Goal 1.
From the text on climate change and cultural evolution, reproduce word for word the stretch from "Climate change and" through "our modern societies.".

Text shown.
##########

Climate change and cultural evolution across the world
Claudio Latorre1,2, J.M. Wilmshurst3,4 and L. von Gunten5
From megafauna hunters in Patagonia to the fantastic civilizations in Chaco canyon, the Maya or settlers of remote oceanic islands, this issue aims to highlight how social decisions in the face of environmental change had long-lasting consequences for the evolution and development of prehistoric societies. Many regions of the world have undergone climate change since their first occupation by humans, and understanding how people who settled these places chose to confront or adapt (or failed to adapt) may play a vital role in sustainable planning of our modern societies.
From demographic collapse to social complexity, cultural evolution is an incredibly broad and complex topic at the forefront of much archaeological and anthropological research today. By affecting the availability of food and water to human populations, environmental drivers are a key factor for understanding this process. It is, however, an oversimplification to state that environmental drivers, such as climate change, are directly responsible for cultural change. Although there are many examples in the literature of large civilizations that suffered some degree of collapse, to attribute these social changes solely on shifting climate states (drought and the Maya is one particularly cited example) ignores other complex processes associated with how human societies make decisions regarding resource constraints.
However, the effects of climate change on past (and indeed future) societies cannot be understated and there are often multiple feedbacks (Fig. 1). Case by case comparative studies can bring out commonalities across cultures, varying geographies and global climate shifts. Such is the spirit behind this issue of Past Global Changes Magazine. We have brought together a series of examples, from most of the major continents and several island groups, to try to understand the underlying processes of how climate and environmental change affected cultural evolution and social decisions. The contributions combine archaeological records with the vast amount of paleoecological and climate proxy information that is now available for many of these regions.
Some of the oldest interactions between humans and the environment discussed in this issue are from South America, the last continental landmass to be colonized by migrating humans at the end of the Pleistocene. One of the best examples for showcasing the complex nature of human-environment interactions is summed up by Maldonado et al. (p. 56), in which, despite inhabiting one of the driest deserts on earth, the early peopling of the Atacama involved a series of choices regarding their environment. Further south in Patagonia, Villavicencio (p. 58) shows how climate and humans clearly must have interacted through ecosystem change to explain the demise of the endemic megafauna at the southernmost tip of the continent.

##########

Rows from a pointing dataset
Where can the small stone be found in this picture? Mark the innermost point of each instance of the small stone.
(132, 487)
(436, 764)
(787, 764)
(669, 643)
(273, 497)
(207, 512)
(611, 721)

##########

Goal 2.
Rewrite the records with every "small stone" renamed to "pebble", leaving everything else unchanged.

Exercise output 1.
Climate change and cultural evolution across the world
Claudio Latorre1,2, J.M. Wilmshurst3,4 and L. von Gunten5
From megafauna hunters in Patagonia to the fantastic civilizations in Chaco canyon, the Maya or settlers of remote oceanic islands, this issue aims to highlight how social decisions in the face of environmental change had long-lasting consequences for the evolution and development of prehistoric societies. Many regions of the world have undergone climate change since their first occupation by humans, and understanding how people who settled these places chose to confront or adapt (or failed to adapt) may play a vital role in sustainable planning of our modern societies.

Exercise output 2.
Where can the pebble be found in this picture? Mark the innermost point of each instance of the pebble.
(132, 487)
(436, 764)
(787, 764)
(669, 643)
(273, 497)
(207, 512)
(611, 721)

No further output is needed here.